▶ [To do] Reproduce the stretch of the listing below word for word, from the line containing "Identify each instance of the fence" through the end of the listing.

▶ [Input material]
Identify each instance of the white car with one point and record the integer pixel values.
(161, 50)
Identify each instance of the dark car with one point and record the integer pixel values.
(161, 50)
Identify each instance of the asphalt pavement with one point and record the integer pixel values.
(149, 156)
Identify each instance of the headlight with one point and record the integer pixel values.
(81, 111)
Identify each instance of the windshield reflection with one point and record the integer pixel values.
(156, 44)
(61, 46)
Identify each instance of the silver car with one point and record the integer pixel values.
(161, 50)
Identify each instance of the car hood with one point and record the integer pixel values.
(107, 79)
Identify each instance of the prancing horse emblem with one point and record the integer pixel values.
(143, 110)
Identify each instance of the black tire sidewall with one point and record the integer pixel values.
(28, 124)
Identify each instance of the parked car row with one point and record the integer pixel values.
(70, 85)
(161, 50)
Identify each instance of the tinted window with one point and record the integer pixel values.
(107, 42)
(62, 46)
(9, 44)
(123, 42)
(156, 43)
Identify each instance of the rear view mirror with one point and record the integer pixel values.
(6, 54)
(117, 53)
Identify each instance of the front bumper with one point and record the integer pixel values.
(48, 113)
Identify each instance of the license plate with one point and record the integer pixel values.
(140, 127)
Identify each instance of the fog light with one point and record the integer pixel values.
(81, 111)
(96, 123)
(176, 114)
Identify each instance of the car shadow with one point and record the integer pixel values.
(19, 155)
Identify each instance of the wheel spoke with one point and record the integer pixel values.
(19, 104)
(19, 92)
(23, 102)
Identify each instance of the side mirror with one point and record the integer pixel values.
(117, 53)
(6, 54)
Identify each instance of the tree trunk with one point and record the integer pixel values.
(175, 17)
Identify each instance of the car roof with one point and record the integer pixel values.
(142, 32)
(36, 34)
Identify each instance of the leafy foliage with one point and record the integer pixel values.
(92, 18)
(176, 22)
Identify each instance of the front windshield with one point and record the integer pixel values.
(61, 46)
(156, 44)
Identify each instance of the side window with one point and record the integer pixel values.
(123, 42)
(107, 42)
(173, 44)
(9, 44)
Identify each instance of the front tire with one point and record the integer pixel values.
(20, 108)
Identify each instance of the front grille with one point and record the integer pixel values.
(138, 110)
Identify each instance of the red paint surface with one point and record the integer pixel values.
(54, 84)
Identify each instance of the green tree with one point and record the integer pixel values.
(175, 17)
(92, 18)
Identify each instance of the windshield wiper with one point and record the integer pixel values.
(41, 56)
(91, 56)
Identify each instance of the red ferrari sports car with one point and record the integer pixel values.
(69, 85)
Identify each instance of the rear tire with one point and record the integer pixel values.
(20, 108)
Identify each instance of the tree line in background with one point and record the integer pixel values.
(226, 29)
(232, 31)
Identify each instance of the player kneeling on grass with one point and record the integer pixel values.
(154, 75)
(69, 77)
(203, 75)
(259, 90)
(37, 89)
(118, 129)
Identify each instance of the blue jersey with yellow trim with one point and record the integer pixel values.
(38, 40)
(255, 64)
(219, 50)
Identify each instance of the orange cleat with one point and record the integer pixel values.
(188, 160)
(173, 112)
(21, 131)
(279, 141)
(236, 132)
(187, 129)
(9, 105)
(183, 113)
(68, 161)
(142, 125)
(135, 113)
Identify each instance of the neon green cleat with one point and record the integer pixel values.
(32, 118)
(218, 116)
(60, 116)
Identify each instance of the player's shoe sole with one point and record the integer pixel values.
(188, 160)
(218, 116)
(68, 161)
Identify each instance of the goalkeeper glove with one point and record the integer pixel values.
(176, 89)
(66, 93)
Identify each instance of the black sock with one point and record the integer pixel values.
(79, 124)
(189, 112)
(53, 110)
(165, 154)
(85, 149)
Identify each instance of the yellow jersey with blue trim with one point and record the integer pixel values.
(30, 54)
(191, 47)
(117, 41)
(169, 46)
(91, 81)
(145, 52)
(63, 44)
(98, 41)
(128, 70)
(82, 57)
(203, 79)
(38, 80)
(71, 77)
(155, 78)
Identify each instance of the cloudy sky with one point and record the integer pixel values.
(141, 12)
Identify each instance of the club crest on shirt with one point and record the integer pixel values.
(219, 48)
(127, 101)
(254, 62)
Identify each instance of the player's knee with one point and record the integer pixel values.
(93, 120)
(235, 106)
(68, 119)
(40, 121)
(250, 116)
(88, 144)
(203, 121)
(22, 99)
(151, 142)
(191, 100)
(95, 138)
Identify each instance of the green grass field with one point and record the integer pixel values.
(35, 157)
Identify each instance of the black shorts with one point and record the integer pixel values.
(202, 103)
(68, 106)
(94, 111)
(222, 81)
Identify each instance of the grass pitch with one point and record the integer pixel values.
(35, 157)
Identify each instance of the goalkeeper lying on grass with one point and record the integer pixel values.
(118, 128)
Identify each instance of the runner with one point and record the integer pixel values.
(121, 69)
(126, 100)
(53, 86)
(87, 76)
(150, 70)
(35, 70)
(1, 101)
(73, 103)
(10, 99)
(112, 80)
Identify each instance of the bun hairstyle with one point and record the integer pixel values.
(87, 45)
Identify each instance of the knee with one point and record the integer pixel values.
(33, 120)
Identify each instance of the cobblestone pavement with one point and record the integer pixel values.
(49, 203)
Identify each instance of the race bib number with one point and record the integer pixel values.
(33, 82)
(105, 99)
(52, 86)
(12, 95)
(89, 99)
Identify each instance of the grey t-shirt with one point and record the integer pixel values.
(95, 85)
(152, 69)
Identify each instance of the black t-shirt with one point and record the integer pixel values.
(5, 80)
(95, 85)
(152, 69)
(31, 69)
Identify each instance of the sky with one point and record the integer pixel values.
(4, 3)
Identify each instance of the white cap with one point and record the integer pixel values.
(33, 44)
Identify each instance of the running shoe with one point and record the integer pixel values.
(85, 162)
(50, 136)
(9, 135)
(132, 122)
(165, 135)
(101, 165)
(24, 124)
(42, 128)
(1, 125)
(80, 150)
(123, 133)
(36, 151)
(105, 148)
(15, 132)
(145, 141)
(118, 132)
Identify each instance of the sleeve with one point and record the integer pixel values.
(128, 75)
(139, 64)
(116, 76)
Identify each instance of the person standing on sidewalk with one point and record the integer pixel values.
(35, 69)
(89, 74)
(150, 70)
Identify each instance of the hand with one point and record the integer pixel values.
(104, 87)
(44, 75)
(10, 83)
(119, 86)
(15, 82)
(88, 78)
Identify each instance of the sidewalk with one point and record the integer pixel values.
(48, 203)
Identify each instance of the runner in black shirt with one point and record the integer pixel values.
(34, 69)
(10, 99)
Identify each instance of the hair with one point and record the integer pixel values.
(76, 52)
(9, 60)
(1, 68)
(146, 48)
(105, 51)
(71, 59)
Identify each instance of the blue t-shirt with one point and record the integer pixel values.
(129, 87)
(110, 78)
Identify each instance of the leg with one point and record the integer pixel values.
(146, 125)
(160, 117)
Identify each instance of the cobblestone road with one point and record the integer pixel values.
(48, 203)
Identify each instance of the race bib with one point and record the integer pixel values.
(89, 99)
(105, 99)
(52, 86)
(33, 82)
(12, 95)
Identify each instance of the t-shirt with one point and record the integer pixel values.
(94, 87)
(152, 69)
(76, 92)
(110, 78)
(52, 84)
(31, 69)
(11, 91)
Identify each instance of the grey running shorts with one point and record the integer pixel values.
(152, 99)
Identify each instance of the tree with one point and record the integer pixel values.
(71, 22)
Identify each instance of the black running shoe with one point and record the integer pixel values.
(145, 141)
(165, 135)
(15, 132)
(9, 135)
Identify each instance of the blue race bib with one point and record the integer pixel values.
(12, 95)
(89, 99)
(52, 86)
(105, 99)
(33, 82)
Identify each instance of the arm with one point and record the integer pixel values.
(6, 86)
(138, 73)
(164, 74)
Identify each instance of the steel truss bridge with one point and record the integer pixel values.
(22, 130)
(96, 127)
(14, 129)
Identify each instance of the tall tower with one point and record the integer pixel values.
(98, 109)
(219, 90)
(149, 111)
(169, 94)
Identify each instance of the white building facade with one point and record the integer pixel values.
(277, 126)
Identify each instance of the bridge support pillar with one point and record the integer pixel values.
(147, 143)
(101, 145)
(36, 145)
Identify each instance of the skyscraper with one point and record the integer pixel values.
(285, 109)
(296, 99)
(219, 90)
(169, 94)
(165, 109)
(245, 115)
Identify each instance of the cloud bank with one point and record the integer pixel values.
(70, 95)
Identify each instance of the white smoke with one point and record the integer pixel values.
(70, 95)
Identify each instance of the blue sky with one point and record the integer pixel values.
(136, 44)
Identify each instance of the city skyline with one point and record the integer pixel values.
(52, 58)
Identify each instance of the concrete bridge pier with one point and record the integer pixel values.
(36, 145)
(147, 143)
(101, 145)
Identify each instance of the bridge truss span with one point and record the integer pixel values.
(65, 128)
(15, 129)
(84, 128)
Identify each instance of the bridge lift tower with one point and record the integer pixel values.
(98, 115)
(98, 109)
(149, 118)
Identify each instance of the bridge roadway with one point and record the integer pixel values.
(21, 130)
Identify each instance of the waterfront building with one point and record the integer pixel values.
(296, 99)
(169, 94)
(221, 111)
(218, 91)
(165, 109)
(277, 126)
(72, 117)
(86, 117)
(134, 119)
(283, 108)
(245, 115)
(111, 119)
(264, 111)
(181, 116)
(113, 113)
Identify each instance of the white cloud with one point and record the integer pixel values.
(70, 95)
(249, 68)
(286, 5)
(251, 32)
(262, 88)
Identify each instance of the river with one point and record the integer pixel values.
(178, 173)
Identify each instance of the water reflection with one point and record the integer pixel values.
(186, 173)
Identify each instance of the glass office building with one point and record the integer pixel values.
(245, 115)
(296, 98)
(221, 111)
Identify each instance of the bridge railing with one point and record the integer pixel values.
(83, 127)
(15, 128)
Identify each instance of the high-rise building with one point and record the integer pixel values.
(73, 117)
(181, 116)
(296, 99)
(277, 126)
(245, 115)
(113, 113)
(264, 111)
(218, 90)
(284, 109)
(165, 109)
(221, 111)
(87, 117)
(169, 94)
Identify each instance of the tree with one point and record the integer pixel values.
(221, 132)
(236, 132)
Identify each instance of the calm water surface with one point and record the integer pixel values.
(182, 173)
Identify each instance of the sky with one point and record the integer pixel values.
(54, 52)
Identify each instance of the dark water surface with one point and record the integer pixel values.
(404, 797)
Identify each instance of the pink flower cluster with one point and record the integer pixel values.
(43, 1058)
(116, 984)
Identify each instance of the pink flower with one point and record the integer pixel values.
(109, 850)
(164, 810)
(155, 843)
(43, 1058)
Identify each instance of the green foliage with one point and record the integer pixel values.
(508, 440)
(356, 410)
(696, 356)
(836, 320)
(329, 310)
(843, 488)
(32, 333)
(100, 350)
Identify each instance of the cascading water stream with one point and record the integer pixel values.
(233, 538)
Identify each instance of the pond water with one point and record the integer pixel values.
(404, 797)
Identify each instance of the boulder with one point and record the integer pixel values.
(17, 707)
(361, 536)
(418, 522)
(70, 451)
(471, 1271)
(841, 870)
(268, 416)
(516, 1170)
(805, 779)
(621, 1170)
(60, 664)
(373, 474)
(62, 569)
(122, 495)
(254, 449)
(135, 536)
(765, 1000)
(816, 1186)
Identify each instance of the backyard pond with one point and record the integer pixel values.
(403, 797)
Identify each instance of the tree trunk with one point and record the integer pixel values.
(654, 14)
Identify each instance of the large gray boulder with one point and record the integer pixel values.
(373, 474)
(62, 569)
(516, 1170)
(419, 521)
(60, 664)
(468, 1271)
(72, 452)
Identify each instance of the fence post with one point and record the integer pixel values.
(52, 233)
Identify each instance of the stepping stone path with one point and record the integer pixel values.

▶ [Expected answer]
Identify each instance of the fence post with one point and record the integer pixel values.
(52, 233)
Identify each instance of the stepping stone path with one point and record the integer pixel values.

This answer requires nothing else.